# ASSIGNMENT
The records below are to be output exactly, except for their pictures.
##########
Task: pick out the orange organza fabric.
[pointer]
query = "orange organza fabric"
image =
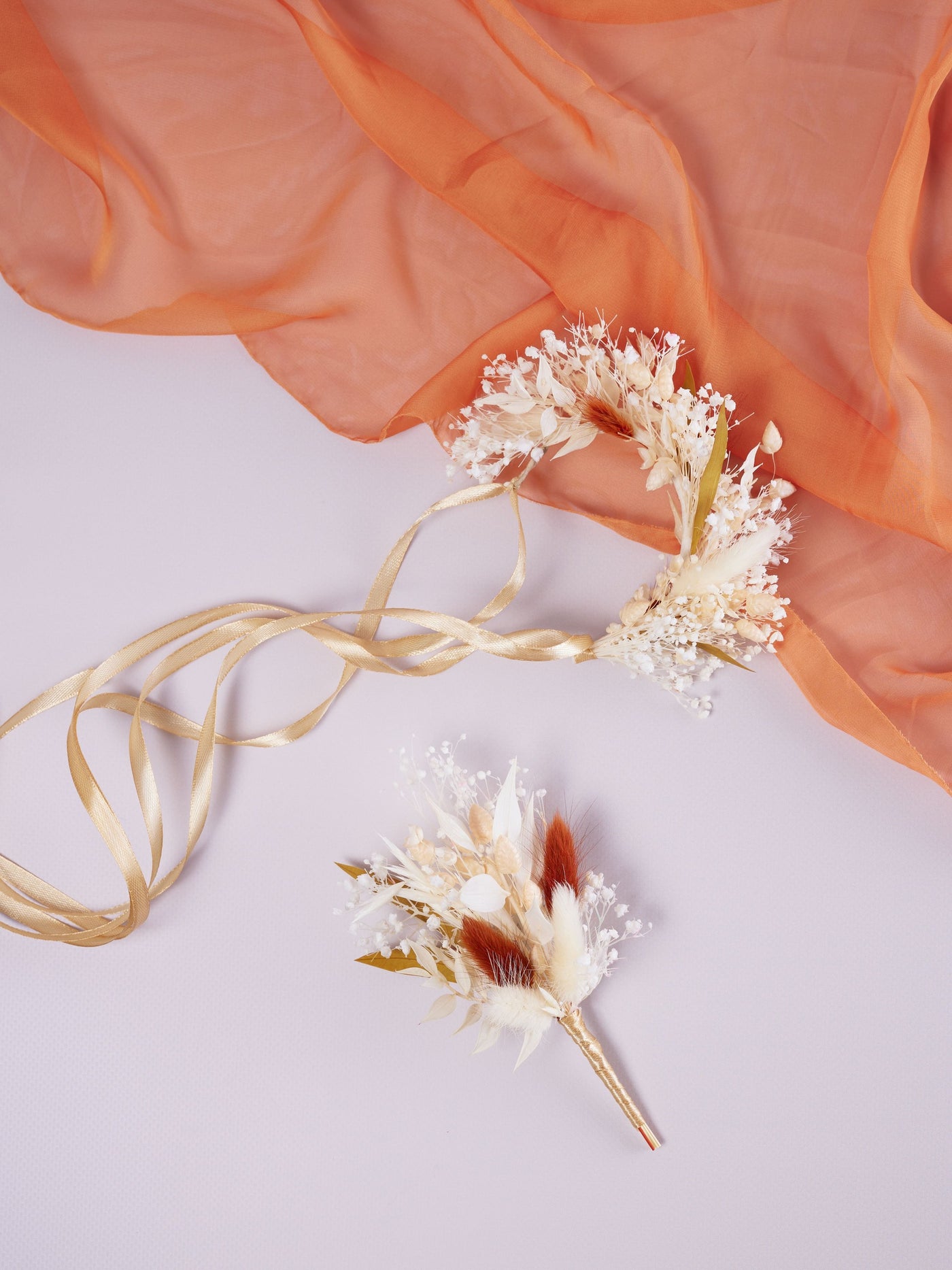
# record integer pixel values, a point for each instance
(371, 195)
##########
# RESPONSE BOX
Task: pick out the orange organza fabric.
[pointer]
query = "orange organza fabric"
image =
# record integer pixel values, a point for each instance
(371, 195)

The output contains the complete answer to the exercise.